(Exercise aim): The full listing needs to be output exactly.

(Dataset):
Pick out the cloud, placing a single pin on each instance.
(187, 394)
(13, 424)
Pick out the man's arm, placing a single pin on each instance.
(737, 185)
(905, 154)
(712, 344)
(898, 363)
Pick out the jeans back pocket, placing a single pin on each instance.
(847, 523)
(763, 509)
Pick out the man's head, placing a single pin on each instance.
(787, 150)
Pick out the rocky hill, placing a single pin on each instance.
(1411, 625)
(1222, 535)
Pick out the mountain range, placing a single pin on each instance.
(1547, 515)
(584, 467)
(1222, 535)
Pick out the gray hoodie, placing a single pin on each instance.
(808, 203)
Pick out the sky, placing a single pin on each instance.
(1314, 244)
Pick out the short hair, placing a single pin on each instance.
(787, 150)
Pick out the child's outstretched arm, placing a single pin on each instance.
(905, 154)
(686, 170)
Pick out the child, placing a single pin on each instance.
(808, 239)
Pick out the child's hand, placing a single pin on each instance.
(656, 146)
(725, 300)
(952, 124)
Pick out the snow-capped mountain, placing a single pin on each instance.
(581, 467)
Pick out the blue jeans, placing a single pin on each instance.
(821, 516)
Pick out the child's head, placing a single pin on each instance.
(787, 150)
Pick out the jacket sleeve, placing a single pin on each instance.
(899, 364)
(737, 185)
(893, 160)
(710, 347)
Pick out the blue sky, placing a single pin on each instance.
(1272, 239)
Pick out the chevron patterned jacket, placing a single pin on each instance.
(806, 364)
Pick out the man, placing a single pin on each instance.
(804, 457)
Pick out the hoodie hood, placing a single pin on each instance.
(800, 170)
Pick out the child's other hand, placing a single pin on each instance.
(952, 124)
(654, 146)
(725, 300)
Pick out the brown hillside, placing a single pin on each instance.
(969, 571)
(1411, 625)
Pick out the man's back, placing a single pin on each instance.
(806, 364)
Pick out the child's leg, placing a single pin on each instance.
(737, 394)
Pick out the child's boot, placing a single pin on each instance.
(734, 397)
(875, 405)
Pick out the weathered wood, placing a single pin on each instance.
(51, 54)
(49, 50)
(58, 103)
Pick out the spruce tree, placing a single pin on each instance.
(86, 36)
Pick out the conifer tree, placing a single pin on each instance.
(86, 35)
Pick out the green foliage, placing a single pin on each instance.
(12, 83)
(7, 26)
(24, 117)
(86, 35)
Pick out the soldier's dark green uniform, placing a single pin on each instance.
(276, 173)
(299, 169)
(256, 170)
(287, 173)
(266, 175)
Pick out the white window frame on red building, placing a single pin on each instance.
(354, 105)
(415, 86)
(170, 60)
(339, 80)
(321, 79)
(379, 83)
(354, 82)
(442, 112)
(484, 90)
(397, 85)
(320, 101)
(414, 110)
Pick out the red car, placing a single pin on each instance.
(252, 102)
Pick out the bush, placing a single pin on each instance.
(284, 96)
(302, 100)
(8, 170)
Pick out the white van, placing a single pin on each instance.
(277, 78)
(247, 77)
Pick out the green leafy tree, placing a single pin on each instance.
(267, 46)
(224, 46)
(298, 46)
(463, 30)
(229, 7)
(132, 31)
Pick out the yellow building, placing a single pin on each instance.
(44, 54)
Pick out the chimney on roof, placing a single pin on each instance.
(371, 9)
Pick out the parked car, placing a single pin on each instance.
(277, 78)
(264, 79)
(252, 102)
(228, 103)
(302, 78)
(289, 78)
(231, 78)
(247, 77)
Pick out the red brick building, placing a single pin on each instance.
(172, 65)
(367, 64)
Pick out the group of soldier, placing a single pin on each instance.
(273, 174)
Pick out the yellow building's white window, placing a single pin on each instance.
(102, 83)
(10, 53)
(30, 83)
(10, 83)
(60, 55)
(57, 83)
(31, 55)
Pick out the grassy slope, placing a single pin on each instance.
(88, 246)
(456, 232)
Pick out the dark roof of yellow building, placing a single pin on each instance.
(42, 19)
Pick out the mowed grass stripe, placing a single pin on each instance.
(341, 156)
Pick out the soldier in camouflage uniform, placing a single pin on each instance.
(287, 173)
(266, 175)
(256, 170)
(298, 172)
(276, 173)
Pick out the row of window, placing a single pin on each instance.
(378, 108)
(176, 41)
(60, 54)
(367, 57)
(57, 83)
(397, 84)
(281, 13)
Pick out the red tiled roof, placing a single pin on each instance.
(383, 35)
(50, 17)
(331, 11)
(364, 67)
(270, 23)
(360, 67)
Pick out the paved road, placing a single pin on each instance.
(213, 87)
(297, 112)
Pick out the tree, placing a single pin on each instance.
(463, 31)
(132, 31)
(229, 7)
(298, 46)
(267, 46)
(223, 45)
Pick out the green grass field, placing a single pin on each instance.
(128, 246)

(Written answer):
Pick out the cloud, placing a single pin on each instance.
(187, 394)
(13, 424)
Pick out the man's arm, placing a single pin on each instance.
(737, 185)
(905, 154)
(712, 344)
(898, 363)
Pick out the jeans back pocket, placing a single pin on each instance.
(847, 523)
(763, 509)
Pick out the man's head, placing a single pin on each instance.
(787, 150)
Pick out the rocky hill, placing a single pin on each instance.
(1411, 625)
(1222, 535)
Pick out the mountain range, placing a single pin on each instance.
(1547, 515)
(584, 467)
(1222, 535)
Pick out the gray hoodie, placing a single pin on each instance.
(808, 203)
Pick out the sky, placing a single pin on each instance.
(1314, 244)
Pick out the short hair, placing a single pin on each instance.
(787, 150)
Pick out the child's outstretched arm, placing a single pin on each instance.
(905, 154)
(686, 170)
Pick out the child, placing a single pin on each instance.
(808, 239)
Pick out the child's hand, placing a single pin on each instance.
(656, 146)
(725, 300)
(952, 124)
Pick out the snow-capped mountain, placing a single pin on each instance.
(581, 467)
Pick out the blue jeans, placing a single pin on each instance.
(821, 516)
Pick out the child's head, placing a single pin on each instance.
(787, 150)
Pick out the jacket sleeve, placing a single pin on each instance.
(899, 364)
(737, 185)
(893, 160)
(710, 347)
Pick out the blue sky, placing a single pin on each instance.
(1272, 239)
Pick out the chevron patterned jacket, placing a single pin on each instance.
(806, 364)
Pick out the man, placing a single pin on each instance.
(804, 457)
Pick out the hoodie hood, placing a single pin on each instance.
(800, 170)
Pick out the child's other hand, placing a single pin on each instance.
(952, 124)
(654, 146)
(725, 300)
Pick out the brown hillside, placing a single pin on each instance.
(969, 571)
(1411, 625)
Pick out the man's back, placing a single pin on each instance.
(806, 364)
Pick out the child's leg, placing a single pin on each instance.
(737, 394)
Pick out the child's boot, placing a single pin on each instance.
(734, 397)
(875, 405)
Pick out the weathered wood, placing a single pin on each instance.
(51, 54)
(49, 50)
(58, 103)
Pick out the spruce tree, placing a single pin on each instance.
(86, 36)
Pick out the conifer tree, placing a single pin on each instance.
(86, 35)
Pick out the green foliage, placing a single pin on each instance.
(12, 83)
(7, 26)
(24, 117)
(86, 35)
Pick out the soldier's dark green uniform, placing a single pin on each instance.
(276, 173)
(299, 169)
(256, 170)
(287, 173)
(266, 175)
Pick out the white window frame on red building, placing a single pin on each instance.
(354, 105)
(415, 86)
(170, 60)
(339, 80)
(321, 79)
(379, 83)
(354, 82)
(442, 112)
(484, 90)
(397, 85)
(320, 101)
(414, 110)
Pick out the red car, placing a single pin on each instance.
(252, 102)
Pick out the bush, placing a single pin on each instance.
(284, 96)
(302, 100)
(8, 170)
Pick out the white van, placing a single pin on each instance.
(277, 78)
(247, 77)
Pick out the green leafy tree, placing a single pin on each instance.
(267, 46)
(224, 46)
(298, 46)
(463, 30)
(229, 7)
(132, 31)
Pick out the yellow building, placing a single pin on each instance.
(44, 54)
Pick out the chimney on roof, placing a single pin on each instance.
(371, 9)
Pick out the parked car, placing a single pin on each instance.
(277, 78)
(264, 79)
(252, 102)
(228, 103)
(302, 78)
(289, 78)
(231, 78)
(247, 77)
Pick out the red brick building, placing a single pin on each instance.
(172, 65)
(367, 64)
Pick out the group of soldier, placing a single pin on each instance.
(273, 174)
Pick out the yellow building's white window, placing a single pin on each instance.
(102, 83)
(10, 53)
(30, 83)
(10, 83)
(60, 55)
(57, 83)
(31, 55)
Pick out the grassy slope, placing a single pin on each instance.
(88, 246)
(456, 232)
Pick out the dark roof of yellow building, placing a single pin on each instance.
(42, 19)
Pick out the mowed grass stripe, placing a single pin on each instance.
(341, 156)
Pick out the soldier in camouflage uniform, placing a single pin on each instance.
(287, 173)
(266, 175)
(256, 170)
(298, 172)
(276, 173)
Pick out the row of window, placing a single pin on each instance.
(378, 108)
(176, 41)
(60, 54)
(367, 57)
(57, 83)
(397, 84)
(281, 13)
Pick out the red tiled roof, placing a single pin on each instance.
(383, 35)
(50, 17)
(331, 11)
(364, 67)
(270, 23)
(360, 67)
Pick out the paved road, placing a single pin on each instance.
(213, 87)
(297, 112)
Pick out the tree, placing a single pin on each instance.
(463, 31)
(132, 31)
(229, 7)
(298, 46)
(267, 46)
(223, 45)
Pick out the green grass field, placing a single pin on each instance.
(128, 246)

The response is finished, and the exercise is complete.